TAREAS PROPUESTAS ->
[1] Indique si cada afirmación concuerda con el texto sobre la autorrealización, respondiendo sí o no y citando literalmente las palabras decisivas: (a) es frecuente que una persona complete su desarrollo de modo espontáneo; (b) la consciencia puede entrenarse; (c) en la historia zen, el maestro sitúa la santa verdad en la vida de cada día.
[2] Enumere todas las cualidades que, según el texto sobre la autorrealización, puede adquirir la consciencia al entrenarse.

TEXTO DE LA PÁGINA ->
Dado que es muy raro hallar una persona que haya completado su desarrollo y obtenido la autorrealización de modo espontáneo y natural, lo único que asegura la culminación del proceso de autodesenvolvimiento y madurez es el trabajo interior sobre uno mismo, tema al que dedicaremos un capítulo entero por su enorme importancia existencial y práctica.

Desde la más remota antigüedad el ser humano se ha percatado de que lo más común es seguir un desarrollo inarmónico —debido a condicionamientos internos y externos— y que se queda a medio camino por un estancamiento de la consciencia. Ese semidesarrollo conlleva un estado de servidumbre, insatisfacción profunda, descontento, vacío e incluso angustia, y produce incapacidad para sentirse armónico y dichoso. Por ello, y desde hace muchos milenios, el ser humano ha concebido y ensayado métodos para poder completar el desarrollo consciente, superando las influencias nocivas y logrando una mente más penetrante, intuitiva, imperturbada, serena y lúcida, capaz de solventar muchos condicionamientos y conflictos, y así poder aspirar a un estado de verdadera dicha.

Mediante las enseñanzas y técnicas de autorrealización todo ser humano puede ir completando su desarrollo y hacerlo armónicamente, aprendiendo así a afrontar con mayor destreza, lucidez y ecuanimidad las vicisitudes inevitables de la vida y alcanzar una manera de ser más estable, madura, resistente y a la vez fluida, sagaz y armónica.

Lo que tenemos que entender es que la mente es desarrollable y perfeccionable y la consciencia puede entrenarse para hacerse más perceptiva, intensa, vital, lúcida, sosegada, ecuánime y compasiva. Pero hay que intentarlo e irse modificando para bien y así poder conquistar el equilibrio interno que favorecerá tanto a la propia persona como a aquellas otras con las que se relaciona. La misma mente que encadena es la que libera y en ella se encuentran muchas potencialidades que pueden servir de aliados en la senda hacia el equilibrio y la madurez emocional.

Realidad interior, realidad exterior

Le pregunté a un mentor de yoga quién es sabio, y repuso: «Aquel que sabe navegar en el océano de lo cotidiano y en el océano interior».

Tenemos que bregar con la vida. La vida es un reto o desafío, pero también un gran maestro. Hay muchas personas que no aprenden nunca, pero hay otras que no dejan de aprender hasta el último instante de su vida. Depende de la actitud, del grado de consciencia, de la motivación y el modo de relacionarse con la vida.

Hay una historia zen:

Un discípulo le pregunta a su maestro:

—¿Dónde está la santa verdad?

—En la vida de cada día —responde el mentor.

—Pero yo en la vida de cada día no veo verdad alguna.

Y el maestro asevera:

—Ésa es la diferencia: que unos la ven y otros no.

La vida de cada día... A veces monótona, repetitiva, injusta, pero más imprevisible de lo que en principio creemos. Es la vida. Un gran misterio, un misterio que en ocasiones parece pavoroso y en otras nos resulta fascinante, embriagador..., pero un gran misterio, por mucho que los científicos quieran explicárnoslo, por mucho que aprendamos de las leyes de la evolución. Pero no se trata de por qué se vive, sino para qué. En una ocasión le pregunté a un gran escritor y erudito de budismo si la vida tenía un sentido. Sin dudarlo un momento, repuso: «El que usted quiera darle», y rió, considerándome tal vez un ingenuo.

EXTRACTO DEL MATERIAL ->
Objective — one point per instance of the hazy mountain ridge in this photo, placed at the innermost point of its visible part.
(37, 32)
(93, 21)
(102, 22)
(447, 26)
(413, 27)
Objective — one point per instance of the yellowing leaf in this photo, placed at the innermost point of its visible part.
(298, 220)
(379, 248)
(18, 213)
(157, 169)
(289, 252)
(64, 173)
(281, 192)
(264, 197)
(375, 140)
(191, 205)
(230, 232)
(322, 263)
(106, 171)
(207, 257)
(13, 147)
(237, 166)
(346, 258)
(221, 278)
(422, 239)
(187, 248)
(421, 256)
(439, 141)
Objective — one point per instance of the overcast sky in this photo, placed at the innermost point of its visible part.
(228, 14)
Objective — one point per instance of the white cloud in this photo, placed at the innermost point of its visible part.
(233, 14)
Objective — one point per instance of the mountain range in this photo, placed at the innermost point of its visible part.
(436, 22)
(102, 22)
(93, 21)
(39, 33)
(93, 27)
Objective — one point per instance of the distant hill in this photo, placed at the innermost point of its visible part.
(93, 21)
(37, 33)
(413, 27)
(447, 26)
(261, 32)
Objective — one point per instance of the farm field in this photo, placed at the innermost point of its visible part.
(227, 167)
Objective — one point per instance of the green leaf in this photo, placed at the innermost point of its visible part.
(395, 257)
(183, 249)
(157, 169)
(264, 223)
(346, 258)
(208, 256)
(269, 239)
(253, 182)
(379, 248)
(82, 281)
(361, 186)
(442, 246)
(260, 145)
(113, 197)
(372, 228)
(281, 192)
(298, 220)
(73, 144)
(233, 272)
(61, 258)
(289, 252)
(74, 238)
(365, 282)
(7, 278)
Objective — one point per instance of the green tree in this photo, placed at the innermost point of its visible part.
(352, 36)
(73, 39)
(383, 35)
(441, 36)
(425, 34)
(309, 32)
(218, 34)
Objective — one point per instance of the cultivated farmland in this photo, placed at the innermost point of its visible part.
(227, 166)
* * *
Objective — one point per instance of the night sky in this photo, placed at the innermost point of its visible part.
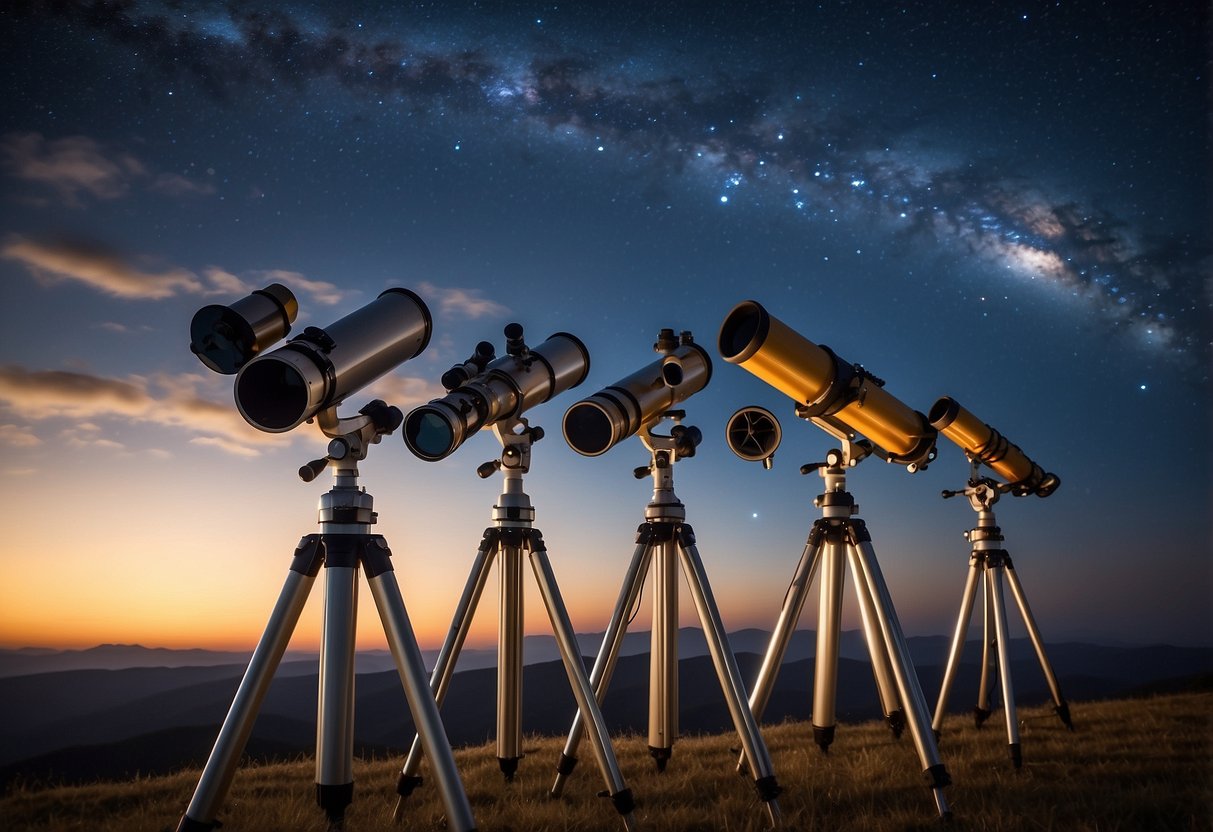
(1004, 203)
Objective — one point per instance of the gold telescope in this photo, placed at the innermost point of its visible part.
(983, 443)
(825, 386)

TAREAS RESUELTAS ->
[1]
(a) No: «es muy raro hallar una persona que haya completado su desarrollo y obtenido la autorrealización de modo espontáneo y natural».
(b) Sí: «la consciencia puede entrenarse para hacerse más perceptiva, intensa, vital, lúcida, sosegada, ecuánime y compasiva».
(c) Sí: «En la vida de cada día —responde el mentor».

[2]
- perceptiva
- intensa
- vital
- lúcida
- sosegada
- ecuánime
- compasiva